Photograph: Pixabay.

Hackney Council is seeking to prevent ‘off-rolling’, a practice by which parents can be pressured to informally remove their child from the school roll rather than going through a formal exclusion process.

The local authority is now set on seeking out ways to crack down on the practice, as off-rolling (which is unlawful if not done for disciplinary reasons) disproportionately affects disadvantaged pupils, children with SEND and those with low attainment.

It is understood Hackney Learning Trust supports mandatory registration of home-educated children, are calling for greater resources from the Department for Education to allow them to regulate home school environments.

The Trust is also recommending  “strong and regular analysis” of pupils moving off-roll by school governors, with a recommendation from this month for governing bodies to receive a termly report of off-roll students, those internally excluded and those dual registered on education outside school.

In an October 2018 letter to Hackney’s headteachers, the council’s director of education Annie Gammon wrote: “Inspectors are being supplied with school data about historical changes in KS4 rolls for schools so that, if there are significant numbers, they can ascertain the reasons for pupils being taken off roll.

Exercise set:
- 1) Reproduce the entries from the line with "of the concrete" to the line with "x=536 y=172", substituting "Object" for "Target" and changing nothing else. Omit the pictures.
- 2) Resume the article on Hackney Council's push against off-rolling, starting right after its last sentence.

Exercise input:
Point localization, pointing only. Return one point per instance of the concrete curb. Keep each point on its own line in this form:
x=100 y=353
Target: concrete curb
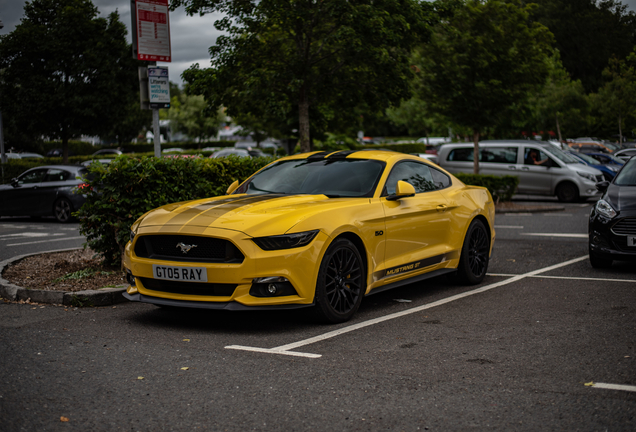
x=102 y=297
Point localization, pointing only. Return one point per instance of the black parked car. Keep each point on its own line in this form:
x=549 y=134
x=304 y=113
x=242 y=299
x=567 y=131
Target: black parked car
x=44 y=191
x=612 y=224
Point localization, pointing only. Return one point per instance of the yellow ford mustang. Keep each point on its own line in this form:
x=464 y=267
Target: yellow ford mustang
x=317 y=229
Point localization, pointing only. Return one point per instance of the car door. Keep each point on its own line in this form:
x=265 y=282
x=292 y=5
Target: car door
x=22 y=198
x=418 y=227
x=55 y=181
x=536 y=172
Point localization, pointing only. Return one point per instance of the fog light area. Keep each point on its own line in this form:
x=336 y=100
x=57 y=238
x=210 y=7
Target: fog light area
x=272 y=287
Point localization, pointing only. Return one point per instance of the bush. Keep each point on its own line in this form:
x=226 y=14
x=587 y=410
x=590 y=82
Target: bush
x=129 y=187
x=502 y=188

...

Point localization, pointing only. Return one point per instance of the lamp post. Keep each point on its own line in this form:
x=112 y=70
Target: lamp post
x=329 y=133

Solved tasks:
- 1)
Point localization, pointing only. Return one point per instance of the concrete curb. Keep each point on its own line in this form:
x=100 y=353
Object: concrete curb
x=102 y=297
Point localization, pointing only. Return one point per instance of the black parked car. Keep each point on its own line in this form:
x=549 y=134
x=304 y=113
x=242 y=299
x=567 y=131
Object: black parked car
x=44 y=191
x=612 y=224
Point localization, pointing only. Return one point per instance of the yellow ford mustang. Keep each point on its own line in this form:
x=464 y=267
Object: yellow ford mustang
x=317 y=229
Point localization, pointing only. Return one point per instance of the car door. Keep each point on its own line in this form:
x=265 y=282
x=292 y=5
Object: car door
x=22 y=198
x=418 y=227
x=55 y=181
x=536 y=172

- 2)
“There will be very good reasons for some pupils moving off roll during KS4 but it is important that the moves provide positive next steps for the pupils involved.

“It is good practice for governors to be aware of the proportion of pupils for whom this has happened and their destinations.

“I, or my secondary school adviser colleagues, will be meeting with headteachers where the percentage decrease in rolls from Year 10 to Year 11 has been more than 5 per cent during either of the last two years so that we can understand the reasons for the change and the destinations of those young people.”

According to Town Hall figures, there were 68 moves to elective home education (EHE) across both Hackney’s academies and its maintained schools in 2017/18.

The borough’s EHE rate is just under three children per thousand in Hackney in 2017/18, a percentage change of 92 per cent from 2015/16.

The Town Hall’s children and young people scrutiny commission has set itself to exploring the nature and extent of the issue locally at a 9 September meeting.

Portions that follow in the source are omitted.